Reproduce each of the items below word for word, leaving every line unaltered.

Record extracts:
** Start **

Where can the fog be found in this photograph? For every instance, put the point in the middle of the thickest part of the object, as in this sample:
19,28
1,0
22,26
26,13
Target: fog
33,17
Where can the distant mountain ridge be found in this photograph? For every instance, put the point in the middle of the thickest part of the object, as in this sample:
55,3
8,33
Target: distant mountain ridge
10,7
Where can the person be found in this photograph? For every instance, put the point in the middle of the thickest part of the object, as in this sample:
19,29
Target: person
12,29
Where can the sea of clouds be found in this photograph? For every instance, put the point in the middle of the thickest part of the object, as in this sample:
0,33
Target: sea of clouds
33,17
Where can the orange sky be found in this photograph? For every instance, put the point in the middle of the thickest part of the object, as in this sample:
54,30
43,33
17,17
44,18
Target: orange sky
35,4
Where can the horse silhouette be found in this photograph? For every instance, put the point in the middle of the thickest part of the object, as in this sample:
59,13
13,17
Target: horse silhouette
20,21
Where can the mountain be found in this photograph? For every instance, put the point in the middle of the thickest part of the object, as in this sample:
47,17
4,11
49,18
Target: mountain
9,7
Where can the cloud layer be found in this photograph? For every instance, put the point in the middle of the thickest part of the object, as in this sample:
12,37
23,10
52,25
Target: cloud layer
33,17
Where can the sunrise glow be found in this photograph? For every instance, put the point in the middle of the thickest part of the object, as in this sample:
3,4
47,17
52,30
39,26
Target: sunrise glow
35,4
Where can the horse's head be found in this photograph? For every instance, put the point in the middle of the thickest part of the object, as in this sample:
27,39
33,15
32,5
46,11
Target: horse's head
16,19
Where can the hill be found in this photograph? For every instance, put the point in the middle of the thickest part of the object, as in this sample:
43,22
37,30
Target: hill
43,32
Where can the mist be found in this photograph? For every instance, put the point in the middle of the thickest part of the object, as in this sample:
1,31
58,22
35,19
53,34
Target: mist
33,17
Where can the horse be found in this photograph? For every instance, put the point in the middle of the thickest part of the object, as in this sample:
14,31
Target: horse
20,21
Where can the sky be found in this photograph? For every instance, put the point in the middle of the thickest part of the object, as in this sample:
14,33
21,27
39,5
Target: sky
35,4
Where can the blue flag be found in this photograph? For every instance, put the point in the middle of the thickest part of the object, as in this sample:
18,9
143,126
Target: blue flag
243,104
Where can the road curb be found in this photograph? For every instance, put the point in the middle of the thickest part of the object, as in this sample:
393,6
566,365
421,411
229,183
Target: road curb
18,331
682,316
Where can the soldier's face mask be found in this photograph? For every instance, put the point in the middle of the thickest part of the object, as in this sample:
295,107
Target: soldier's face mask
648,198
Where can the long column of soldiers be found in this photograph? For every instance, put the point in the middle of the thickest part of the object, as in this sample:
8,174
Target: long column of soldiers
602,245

** End **

Written solution:
Where can the fog be found in this photograph? For every instance, put the point in the middle of the thickest part of the object, as in this sample:
19,28
1,0
22,26
26,13
Target: fog
33,17
Where can the distant mountain ridge be found in this photograph? For every instance, put the point in the middle of the thickest part of the object, as in this sample:
55,3
8,33
Target: distant mountain ridge
10,7
Where can the person be found in this photograph? For every instance, put the point in the middle of the thickest part of the object, as in this sample:
19,29
Target: person
12,29
Where can the sea of clouds be found in this photograph? For every instance, put the point in the middle of the thickest part of the object, as in this sample:
0,33
Target: sea of clouds
33,17
Where can the orange sky be found in this photograph? For every instance, put the point in the middle of the thickest part of the object, as in this sample:
54,30
43,33
17,17
44,18
Target: orange sky
35,4
Where can the horse silhouette be found in this photograph? For every instance, put the point in the middle of the thickest part of the object, as in this sample:
59,13
13,17
Target: horse silhouette
20,21
Where can the mountain be found in this photograph? For every instance, put the point in the middle of the thickest part of the object, as in this sample:
47,17
4,11
49,18
Target: mountain
9,7
Where can the cloud layer be found in this photograph? For every instance, put the point in the middle of the thickest part of the object, as in this sample:
12,37
23,10
52,25
Target: cloud layer
33,17
Where can the sunrise glow be found in this photograph? For every instance, put the point in the middle of the thickest part of the object, as in this sample:
3,4
47,17
52,30
39,26
Target: sunrise glow
35,4
Where can the horse's head be found in this photograph? For every instance, put the point in the middle of the thickest part of the object, as in this sample:
27,39
33,15
32,5
46,11
Target: horse's head
16,19
Where can the hill be found in this photograph? For every instance, put the point in the middle of the thickest part of the object, as in this sample:
43,22
37,30
Target: hill
43,32
Where can the mist be found in this photograph? For every instance, put the point in the middle of the thickest part of the object, as in this sample:
1,31
58,22
35,19
53,34
Target: mist
33,17
Where can the horse be found in this photograph? For every instance, put the point in the middle of the thickest part of the object, as in this sample:
14,31
Target: horse
20,21
Where can the sky be found in this photograph? For every instance, put the point in the middle of the thickest part of the object, as in this sample:
14,33
21,27
39,5
Target: sky
35,4
Where can the blue flag be found in this photograph? For every instance, put the point in the middle of the thickest part of the object, as in this sample:
18,9
143,126
Target: blue flag
243,104
Where can the road curb be found in this photograph? For every instance, put the point in the middle of the thickest part of the object, as in this sample:
393,6
566,365
421,411
229,183
Target: road curb
18,331
682,316
Where can the soldier's face mask be found in this photograph? For every instance, put the point in the middle of the thickest part of the object, as in this sample:
295,107
Target: soldier's face mask
648,198
Where can the long column of soldiers be found in this photograph? For every instance, put the point in the middle of the thickest part of the object, as in this sample:
8,174
Target: long column of soldiers
602,245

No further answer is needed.